(Study material)
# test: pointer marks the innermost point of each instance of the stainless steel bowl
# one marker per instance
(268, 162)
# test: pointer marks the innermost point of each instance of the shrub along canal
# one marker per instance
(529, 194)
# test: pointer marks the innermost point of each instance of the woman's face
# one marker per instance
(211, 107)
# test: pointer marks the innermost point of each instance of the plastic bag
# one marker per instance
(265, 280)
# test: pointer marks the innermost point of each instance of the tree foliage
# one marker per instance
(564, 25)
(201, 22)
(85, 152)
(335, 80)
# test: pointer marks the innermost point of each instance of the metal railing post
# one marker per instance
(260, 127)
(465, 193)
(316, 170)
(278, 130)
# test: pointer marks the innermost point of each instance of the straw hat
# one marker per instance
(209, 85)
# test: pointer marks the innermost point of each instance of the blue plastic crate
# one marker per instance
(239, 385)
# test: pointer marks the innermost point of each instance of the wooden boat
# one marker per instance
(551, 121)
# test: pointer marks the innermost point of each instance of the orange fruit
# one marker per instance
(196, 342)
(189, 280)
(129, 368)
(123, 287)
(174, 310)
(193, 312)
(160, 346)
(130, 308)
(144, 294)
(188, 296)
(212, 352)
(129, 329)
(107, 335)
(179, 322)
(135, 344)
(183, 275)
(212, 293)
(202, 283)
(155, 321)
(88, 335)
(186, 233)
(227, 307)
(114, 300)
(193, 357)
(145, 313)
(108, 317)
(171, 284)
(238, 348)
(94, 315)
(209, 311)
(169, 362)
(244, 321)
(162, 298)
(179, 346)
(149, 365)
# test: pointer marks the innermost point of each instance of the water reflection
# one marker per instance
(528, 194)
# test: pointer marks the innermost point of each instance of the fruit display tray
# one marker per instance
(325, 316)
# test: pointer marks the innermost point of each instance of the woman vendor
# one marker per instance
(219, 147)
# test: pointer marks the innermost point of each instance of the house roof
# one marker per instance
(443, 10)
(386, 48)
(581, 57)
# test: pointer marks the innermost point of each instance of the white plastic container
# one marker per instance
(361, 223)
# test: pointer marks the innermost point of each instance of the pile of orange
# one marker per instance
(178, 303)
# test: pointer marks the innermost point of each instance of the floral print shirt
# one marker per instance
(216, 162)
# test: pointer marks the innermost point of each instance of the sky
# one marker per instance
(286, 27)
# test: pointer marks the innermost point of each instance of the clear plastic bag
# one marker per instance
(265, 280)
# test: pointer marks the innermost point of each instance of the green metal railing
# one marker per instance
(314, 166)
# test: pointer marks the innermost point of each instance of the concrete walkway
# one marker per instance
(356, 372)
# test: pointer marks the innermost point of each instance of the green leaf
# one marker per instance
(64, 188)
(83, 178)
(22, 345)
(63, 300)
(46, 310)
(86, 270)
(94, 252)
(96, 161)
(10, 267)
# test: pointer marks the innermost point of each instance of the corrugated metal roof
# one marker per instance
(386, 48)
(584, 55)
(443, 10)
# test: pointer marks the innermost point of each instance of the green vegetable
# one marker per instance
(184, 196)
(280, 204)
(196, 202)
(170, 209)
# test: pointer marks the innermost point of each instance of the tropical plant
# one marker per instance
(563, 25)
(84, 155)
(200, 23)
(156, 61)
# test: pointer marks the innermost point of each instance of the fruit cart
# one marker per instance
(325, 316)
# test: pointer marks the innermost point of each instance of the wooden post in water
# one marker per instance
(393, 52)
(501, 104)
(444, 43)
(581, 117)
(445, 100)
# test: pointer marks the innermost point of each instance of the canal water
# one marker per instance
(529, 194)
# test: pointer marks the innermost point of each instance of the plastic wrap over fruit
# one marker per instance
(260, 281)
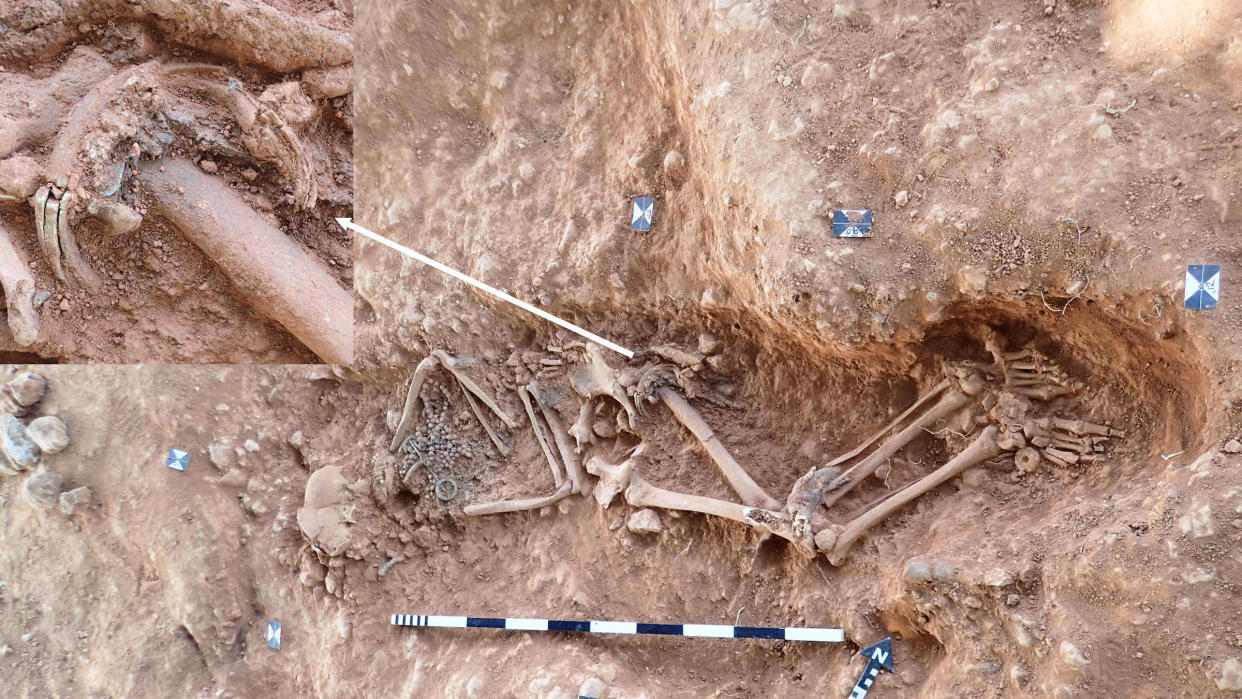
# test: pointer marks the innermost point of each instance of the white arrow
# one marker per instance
(End Study material)
Exercise objective: Output the material above exactly, without pictures.

Answer space:
# test: pointer marks the innermost point of each instance of the stainless steel bowl
# one marker per instance
(268, 162)
# test: pointer marks the innermost point of each instance of the shrub along canal
# one marker per instance
(529, 194)
# test: pointer marks the innermost point of each instance of the woman's face
# one marker per instance
(211, 107)
# test: pointer marks the innermost point of each instance of the plastic bag
# one marker per instance
(265, 280)
# test: pointer marks the innermost point of each instance of the tree foliage
# one marker per instance
(564, 25)
(201, 22)
(85, 152)
(335, 80)
# test: pointer marks the innermost point of each instance of the metal railing post
# one marker per instance
(260, 127)
(465, 193)
(316, 170)
(278, 130)
# test: pointer marks the innermost point of each instance of the straw hat
# one marker per instance
(209, 85)
# test: pointer marks the innermost point of each instance of the blue plastic crate
# one marker per instance
(239, 385)
# test: pointer marks the innermost point of each instance of the wooden boat
# one marker per instance
(551, 121)
# test: pointer marks the innermost point of each instance of the orange fruit
# one marker per instance
(196, 342)
(189, 280)
(129, 368)
(123, 287)
(174, 310)
(193, 312)
(160, 346)
(130, 308)
(144, 294)
(188, 296)
(212, 352)
(129, 329)
(107, 335)
(179, 322)
(135, 344)
(183, 275)
(212, 293)
(202, 283)
(155, 321)
(88, 335)
(186, 233)
(227, 307)
(114, 300)
(193, 357)
(145, 313)
(108, 317)
(171, 284)
(238, 348)
(94, 315)
(209, 311)
(169, 362)
(244, 321)
(162, 298)
(179, 346)
(149, 365)
# test: pointer marks the innermost point of each instance of the water reflection
# one marker per instance
(528, 194)
# test: pointer marks the innermost point of each instance of the fruit display tray
# one marker per instance
(325, 316)
# test: pointer marks the innermost point of each instance of the woman vendor
# one marker per instance
(219, 147)
# test: pointer marks the innermost point of each instance of the house roof
# one marker per instance
(443, 10)
(386, 48)
(581, 57)
# test: pointer marks the innermost point of each instance of the white plastic container
# one marker per instance
(361, 223)
# test: pointer marks the innermost point of each instance of the pile of orange
# one marker per instance
(178, 303)
# test: pointer marks the innermost point of each instance of the floral print shirt
# one marker per instance
(216, 162)
# test: pointer marks the innermost point of each instance of the sky
# one marker per instance
(286, 27)
# test: pointer marks the innermost point of each instance of the clear plastic bag
# one marker per instance
(265, 280)
# test: pointer marks the innermost point of each instance of the green metal railing
# one marker per instance
(314, 166)
# test: pointer marks the innermost point of each instance of the concrete walkway
# one marker per instance
(356, 372)
# test: pointer marks the innermost point of each instance of the green leaf
# one marker per instance
(64, 188)
(83, 178)
(22, 345)
(63, 300)
(46, 310)
(86, 270)
(94, 252)
(96, 161)
(10, 267)
# test: pointer marks the innermost point of each instance of the corrugated metal roof
# one marker per instance
(386, 48)
(584, 55)
(443, 10)
# test: pointer marks the innermost point of each instance of the green vegetable
# one marker per instance
(184, 196)
(280, 204)
(196, 202)
(170, 209)
# test: pointer marks the innermost point of each instance of the tropical plant
# one marker per instance
(563, 25)
(84, 155)
(200, 23)
(156, 61)
# test: pointer marks the innermost point of each instance of the fruit cart
# one marker per instance
(325, 316)
# test: pointer marks the innermost point of each instance of the wooden post in water
# one marker per instance
(393, 52)
(501, 104)
(444, 43)
(581, 117)
(445, 100)
# test: pointer marks the innermost point of each instance of the canal water
# one marker per instance
(529, 194)
# test: pointer marks the innermost point of each instance of the plastic wrap over fruit
# one marker per instance
(260, 281)
# test: pointer marks the innermost point of each instance of the white arrow
# one marker per instance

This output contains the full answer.